**About this task:** Please copy out all lines of the entries that contain the word "formation".

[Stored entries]
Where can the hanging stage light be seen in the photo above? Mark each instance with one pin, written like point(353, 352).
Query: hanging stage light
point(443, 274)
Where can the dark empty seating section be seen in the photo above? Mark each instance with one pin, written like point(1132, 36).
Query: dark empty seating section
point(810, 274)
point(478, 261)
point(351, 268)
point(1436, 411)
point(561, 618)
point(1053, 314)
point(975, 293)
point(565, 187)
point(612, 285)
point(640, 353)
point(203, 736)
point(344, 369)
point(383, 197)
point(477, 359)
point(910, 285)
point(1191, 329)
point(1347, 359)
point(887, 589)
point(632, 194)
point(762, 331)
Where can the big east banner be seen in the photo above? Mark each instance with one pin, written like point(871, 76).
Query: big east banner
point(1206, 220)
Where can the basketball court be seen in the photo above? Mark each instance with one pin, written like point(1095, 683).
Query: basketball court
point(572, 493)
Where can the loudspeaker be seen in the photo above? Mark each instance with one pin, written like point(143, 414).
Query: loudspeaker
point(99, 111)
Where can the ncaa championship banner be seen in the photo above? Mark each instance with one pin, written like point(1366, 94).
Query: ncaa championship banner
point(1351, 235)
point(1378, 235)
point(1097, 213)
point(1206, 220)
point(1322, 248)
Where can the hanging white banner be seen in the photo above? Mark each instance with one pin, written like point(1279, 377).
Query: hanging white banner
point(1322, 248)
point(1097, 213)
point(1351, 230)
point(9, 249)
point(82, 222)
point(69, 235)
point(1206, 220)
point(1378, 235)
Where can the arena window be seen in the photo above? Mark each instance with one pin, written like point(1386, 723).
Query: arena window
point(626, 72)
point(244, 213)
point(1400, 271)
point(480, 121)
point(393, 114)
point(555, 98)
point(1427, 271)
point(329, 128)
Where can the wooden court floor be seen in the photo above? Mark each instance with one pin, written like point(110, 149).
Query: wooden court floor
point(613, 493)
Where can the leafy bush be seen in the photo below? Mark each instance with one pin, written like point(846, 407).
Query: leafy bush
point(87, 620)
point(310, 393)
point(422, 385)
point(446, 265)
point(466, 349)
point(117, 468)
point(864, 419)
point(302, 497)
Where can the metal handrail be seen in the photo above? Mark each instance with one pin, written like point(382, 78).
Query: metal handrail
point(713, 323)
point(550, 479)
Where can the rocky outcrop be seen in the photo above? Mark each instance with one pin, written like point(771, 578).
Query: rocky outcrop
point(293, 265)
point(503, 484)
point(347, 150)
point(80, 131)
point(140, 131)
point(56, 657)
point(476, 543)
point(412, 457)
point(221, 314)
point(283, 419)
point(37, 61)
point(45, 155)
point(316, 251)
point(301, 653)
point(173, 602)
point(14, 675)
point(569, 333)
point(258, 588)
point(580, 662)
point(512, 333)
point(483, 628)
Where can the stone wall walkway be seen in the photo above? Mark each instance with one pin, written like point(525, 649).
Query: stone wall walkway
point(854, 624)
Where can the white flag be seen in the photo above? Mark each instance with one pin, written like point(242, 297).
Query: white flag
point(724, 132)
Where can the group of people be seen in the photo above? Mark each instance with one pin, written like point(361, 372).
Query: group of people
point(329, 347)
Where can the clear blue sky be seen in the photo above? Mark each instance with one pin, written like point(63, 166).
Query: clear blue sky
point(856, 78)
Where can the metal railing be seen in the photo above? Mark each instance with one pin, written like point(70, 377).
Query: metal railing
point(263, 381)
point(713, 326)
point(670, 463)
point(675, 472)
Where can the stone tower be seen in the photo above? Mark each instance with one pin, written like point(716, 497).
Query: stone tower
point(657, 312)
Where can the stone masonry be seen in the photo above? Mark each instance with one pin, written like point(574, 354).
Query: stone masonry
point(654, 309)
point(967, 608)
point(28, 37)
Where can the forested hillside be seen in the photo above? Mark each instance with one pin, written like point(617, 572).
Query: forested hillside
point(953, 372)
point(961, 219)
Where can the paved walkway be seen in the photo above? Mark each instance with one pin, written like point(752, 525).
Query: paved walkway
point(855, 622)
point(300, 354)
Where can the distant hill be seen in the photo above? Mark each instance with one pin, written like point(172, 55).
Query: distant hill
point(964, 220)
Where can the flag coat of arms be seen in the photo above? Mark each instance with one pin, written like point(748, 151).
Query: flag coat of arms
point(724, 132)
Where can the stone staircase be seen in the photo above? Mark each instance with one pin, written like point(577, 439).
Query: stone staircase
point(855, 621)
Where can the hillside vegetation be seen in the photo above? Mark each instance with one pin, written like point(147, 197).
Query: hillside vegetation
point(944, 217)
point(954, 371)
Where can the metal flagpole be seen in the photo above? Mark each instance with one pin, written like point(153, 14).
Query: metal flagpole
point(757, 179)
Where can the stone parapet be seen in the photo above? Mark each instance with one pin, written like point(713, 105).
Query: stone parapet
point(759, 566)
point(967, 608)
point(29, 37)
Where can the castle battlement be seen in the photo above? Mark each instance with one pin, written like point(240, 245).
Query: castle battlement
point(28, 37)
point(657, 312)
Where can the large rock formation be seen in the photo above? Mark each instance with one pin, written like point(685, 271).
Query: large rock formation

**Result below:**
Where can the large rock formation be seen in the photo above? Mark each instance with one pin, written like point(685, 271).
Query: large rock formation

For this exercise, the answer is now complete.